-- Begin --
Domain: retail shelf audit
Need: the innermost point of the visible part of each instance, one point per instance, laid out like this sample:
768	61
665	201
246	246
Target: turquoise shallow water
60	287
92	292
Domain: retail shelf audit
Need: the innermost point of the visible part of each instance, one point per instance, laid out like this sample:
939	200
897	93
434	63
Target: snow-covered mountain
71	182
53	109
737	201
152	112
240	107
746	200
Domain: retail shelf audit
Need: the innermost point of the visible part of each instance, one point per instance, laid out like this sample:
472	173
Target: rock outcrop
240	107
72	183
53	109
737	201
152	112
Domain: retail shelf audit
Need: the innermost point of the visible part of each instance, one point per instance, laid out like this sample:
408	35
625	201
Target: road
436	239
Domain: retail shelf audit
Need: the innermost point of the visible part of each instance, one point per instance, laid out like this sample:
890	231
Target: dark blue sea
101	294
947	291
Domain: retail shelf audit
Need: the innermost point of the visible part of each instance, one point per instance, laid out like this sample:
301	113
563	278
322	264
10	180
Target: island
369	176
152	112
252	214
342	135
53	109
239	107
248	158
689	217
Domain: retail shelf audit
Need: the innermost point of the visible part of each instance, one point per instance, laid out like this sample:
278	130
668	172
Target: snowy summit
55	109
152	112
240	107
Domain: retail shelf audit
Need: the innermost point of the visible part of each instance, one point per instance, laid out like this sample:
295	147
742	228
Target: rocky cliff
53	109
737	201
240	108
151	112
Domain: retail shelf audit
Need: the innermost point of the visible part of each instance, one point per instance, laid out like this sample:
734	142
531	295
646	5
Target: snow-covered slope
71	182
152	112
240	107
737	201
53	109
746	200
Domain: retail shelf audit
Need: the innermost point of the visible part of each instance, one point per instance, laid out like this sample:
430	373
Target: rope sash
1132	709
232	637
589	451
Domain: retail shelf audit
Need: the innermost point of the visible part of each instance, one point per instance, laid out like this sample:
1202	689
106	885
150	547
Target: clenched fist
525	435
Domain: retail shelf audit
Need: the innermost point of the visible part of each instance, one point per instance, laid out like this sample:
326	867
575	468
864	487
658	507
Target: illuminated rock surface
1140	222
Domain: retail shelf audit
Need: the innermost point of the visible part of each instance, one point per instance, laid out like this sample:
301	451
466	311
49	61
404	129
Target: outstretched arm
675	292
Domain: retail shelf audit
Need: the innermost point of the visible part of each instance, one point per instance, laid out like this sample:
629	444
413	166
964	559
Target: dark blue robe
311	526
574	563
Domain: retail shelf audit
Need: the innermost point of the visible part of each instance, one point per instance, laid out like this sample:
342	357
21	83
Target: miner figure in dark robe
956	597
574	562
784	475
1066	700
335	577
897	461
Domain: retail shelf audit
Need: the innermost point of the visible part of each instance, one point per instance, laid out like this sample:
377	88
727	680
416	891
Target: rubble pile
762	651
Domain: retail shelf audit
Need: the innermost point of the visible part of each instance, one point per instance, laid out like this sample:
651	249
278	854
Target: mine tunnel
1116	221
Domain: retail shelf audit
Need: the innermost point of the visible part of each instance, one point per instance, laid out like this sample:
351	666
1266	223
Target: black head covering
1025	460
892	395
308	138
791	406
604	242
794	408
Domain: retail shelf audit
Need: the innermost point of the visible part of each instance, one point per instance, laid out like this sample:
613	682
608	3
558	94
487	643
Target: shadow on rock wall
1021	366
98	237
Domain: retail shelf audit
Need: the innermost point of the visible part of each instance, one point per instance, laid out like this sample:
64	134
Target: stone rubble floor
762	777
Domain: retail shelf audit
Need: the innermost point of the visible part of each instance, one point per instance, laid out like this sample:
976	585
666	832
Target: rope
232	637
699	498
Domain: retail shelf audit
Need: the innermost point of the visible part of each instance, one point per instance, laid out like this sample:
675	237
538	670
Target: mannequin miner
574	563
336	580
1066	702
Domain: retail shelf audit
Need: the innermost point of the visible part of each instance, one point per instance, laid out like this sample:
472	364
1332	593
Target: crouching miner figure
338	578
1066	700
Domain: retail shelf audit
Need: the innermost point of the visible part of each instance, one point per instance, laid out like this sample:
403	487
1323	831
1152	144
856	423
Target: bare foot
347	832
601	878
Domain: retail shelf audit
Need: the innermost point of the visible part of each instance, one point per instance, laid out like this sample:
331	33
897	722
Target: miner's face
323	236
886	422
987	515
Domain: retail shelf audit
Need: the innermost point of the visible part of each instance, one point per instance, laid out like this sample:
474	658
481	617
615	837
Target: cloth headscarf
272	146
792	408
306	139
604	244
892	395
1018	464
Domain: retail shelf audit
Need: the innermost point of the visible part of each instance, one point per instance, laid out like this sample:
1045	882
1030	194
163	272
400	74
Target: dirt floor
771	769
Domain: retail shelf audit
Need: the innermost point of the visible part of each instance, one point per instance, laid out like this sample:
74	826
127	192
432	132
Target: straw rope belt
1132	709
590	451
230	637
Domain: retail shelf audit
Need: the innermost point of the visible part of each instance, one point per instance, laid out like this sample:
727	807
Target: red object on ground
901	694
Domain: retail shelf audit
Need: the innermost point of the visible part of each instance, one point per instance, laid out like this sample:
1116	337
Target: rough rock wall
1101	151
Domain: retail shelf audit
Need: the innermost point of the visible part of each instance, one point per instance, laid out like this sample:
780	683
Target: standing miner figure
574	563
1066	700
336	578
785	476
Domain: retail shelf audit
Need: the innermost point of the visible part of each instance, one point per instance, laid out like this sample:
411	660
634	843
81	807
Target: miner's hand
-- End --
-- Begin --
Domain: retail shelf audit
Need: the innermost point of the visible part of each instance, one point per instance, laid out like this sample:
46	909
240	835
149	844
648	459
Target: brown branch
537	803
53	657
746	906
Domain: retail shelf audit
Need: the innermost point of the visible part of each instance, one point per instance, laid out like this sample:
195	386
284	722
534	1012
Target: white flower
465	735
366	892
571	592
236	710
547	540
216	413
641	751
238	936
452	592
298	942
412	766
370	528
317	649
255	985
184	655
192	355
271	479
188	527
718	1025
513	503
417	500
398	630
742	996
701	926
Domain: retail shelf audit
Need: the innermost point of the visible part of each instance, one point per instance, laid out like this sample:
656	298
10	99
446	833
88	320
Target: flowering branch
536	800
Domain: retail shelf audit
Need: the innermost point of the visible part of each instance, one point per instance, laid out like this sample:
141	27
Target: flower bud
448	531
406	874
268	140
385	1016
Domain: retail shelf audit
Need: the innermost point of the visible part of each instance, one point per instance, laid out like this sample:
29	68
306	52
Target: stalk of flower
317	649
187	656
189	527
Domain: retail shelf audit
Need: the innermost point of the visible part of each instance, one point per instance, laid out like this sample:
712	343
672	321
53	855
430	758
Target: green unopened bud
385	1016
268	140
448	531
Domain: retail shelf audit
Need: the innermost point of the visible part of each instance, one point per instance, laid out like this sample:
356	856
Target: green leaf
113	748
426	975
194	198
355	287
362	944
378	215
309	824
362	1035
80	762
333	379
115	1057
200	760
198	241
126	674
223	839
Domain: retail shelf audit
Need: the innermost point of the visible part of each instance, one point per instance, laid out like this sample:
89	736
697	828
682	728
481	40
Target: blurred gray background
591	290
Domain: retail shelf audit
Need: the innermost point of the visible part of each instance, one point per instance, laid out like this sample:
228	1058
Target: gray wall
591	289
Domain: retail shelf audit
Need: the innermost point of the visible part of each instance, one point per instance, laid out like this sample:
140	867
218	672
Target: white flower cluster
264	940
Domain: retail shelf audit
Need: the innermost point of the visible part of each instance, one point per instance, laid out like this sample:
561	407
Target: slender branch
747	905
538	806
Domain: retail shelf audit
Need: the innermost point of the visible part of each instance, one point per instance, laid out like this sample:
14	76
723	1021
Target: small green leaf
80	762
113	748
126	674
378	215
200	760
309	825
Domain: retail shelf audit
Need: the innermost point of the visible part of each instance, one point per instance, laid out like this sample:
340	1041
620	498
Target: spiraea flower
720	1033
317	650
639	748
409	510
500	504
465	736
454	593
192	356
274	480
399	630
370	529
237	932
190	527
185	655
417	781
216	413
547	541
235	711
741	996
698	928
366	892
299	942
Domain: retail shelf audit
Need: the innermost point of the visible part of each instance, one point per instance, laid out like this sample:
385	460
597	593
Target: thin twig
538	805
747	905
-- End --
PROBLEM DETAILS — Collect every line of the records above that contains the string "gray". Case counts, so a match must agree letter for letter in capitalization.

REPLY TO THE TASK —
Target: blurred gray background
Target: gray wall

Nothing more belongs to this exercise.